** PARTS OF THE EXERCISE **
1/ Write out the Grebe Lake passage from "In 1921, U.S." to "also contain grayling.", word for word.
2/ According to the Grebe Lake passage, where did the original grayling stocks for the lake come from?

** PAGE EXCERPT **
────────

In 1921, U.S. Fish Commission personnel stocked Grebe Lake, at that time fishless, with the Montana strain Thymallus arcticus montanus of a lacustrine form of Arctic Grayling. The original stocks came from Georgetown Lake near Anaconda, Montana. The fluvial form of Arctic Grayling was native to the Madison and Gibbon Rivers below Gibbon Falls. In an effort to re-establish grayling in western states, over 72 million grayling eggs were harvested from Grebe Lake between 1931 and 1956 and distributed to hatcheries. Most lake dwelling grayling in the west today can be genetically traced to the Grebe Lake stocks. Grebe Lake was closed to fishing until 1944 because of the fish culture operations at the lake. Wolf Lake 2 mi west and Cascade Lake 3 mi east also contain grayling.

────────

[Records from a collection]
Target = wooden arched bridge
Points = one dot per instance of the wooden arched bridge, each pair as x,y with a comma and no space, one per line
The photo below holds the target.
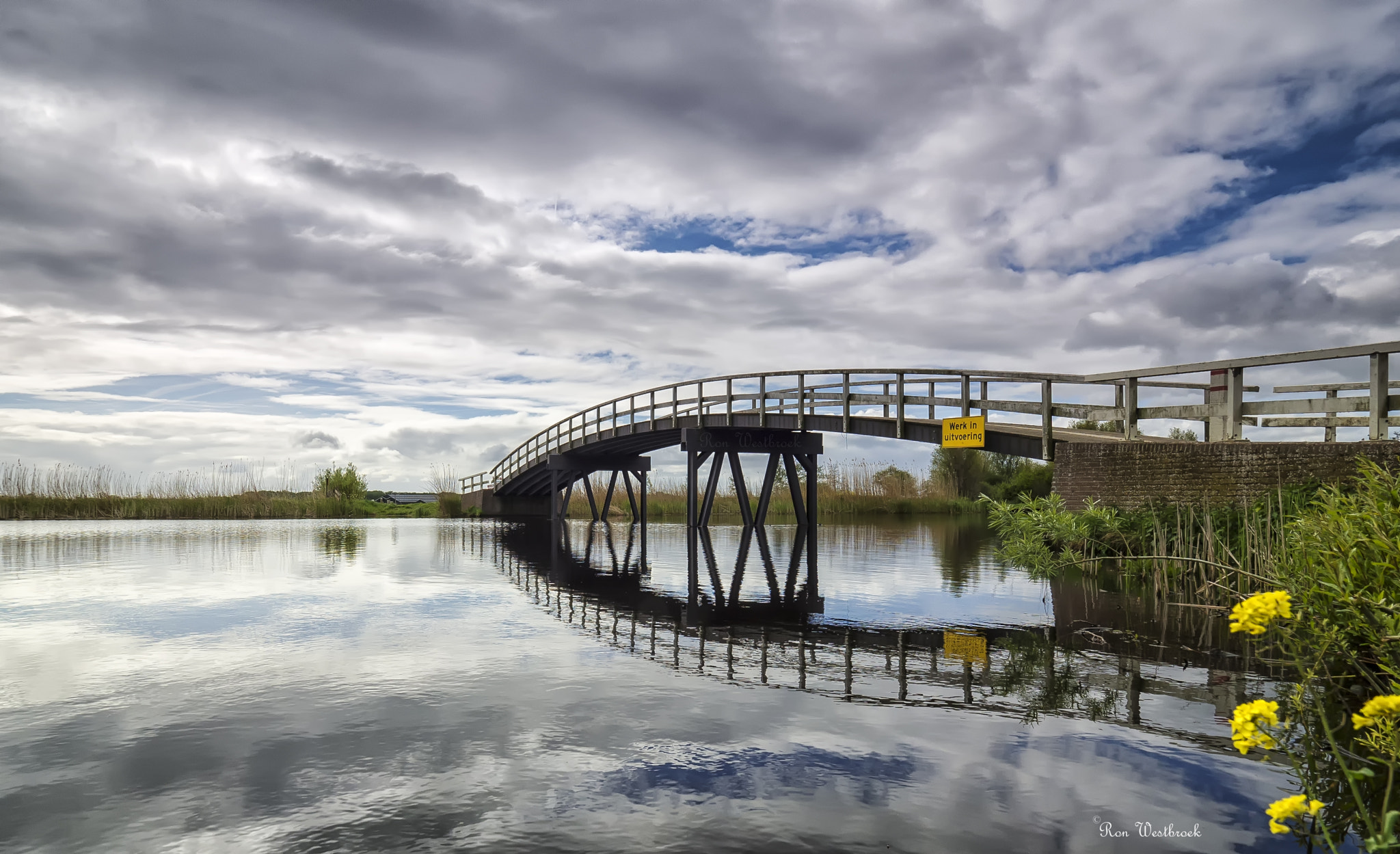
769,412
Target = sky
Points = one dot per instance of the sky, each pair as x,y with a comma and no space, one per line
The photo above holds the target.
414,232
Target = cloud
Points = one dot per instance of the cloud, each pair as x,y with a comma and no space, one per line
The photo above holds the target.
448,204
264,383
1378,136
418,444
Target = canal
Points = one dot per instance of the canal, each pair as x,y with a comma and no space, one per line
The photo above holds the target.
431,685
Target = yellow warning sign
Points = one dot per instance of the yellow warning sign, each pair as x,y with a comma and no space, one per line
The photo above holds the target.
965,645
965,433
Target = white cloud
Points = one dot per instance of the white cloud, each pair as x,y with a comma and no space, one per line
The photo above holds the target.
262,383
434,222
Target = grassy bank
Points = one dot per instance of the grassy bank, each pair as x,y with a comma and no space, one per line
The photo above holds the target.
1312,576
223,492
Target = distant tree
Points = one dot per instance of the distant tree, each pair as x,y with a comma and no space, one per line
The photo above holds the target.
1099,426
1007,477
895,482
442,479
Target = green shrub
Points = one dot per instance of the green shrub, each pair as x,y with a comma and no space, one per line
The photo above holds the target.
340,482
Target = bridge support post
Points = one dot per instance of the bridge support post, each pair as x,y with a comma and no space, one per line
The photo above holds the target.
1130,408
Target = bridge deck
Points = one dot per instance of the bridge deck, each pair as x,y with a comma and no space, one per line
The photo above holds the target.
1021,440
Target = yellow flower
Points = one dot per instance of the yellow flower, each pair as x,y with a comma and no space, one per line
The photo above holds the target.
1245,727
1255,613
1290,808
1377,709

────────

** LIST OF ANSWERS **
1/
In 1921, U.S. Fish Commission personnel stocked Grebe Lake, at that time fishless, with the Montana strain Thymallus arcticus montanus of a lacustrine form of Arctic Grayling. The original stocks came from Georgetown Lake near Anaconda, Montana. The fluvial form of Arctic Grayling was native to the Madison and Gibbon Rivers below Gibbon Falls. In an effort to re-establish grayling in western states, over 72 million grayling eggs were harvested from Grebe Lake between 1931 and 1956 and distributed to hatcheries. Most lake dwelling grayling in the west today can be genetically traced to the Grebe Lake stocks. Grebe Lake was closed to fishing until 1944 because of the fish culture operations at the lake. Wolf Lake 2 mi west and Cascade Lake 3 mi east also contain grayling.

2/ They came from Georgetown Lake near Anaconda, Montana.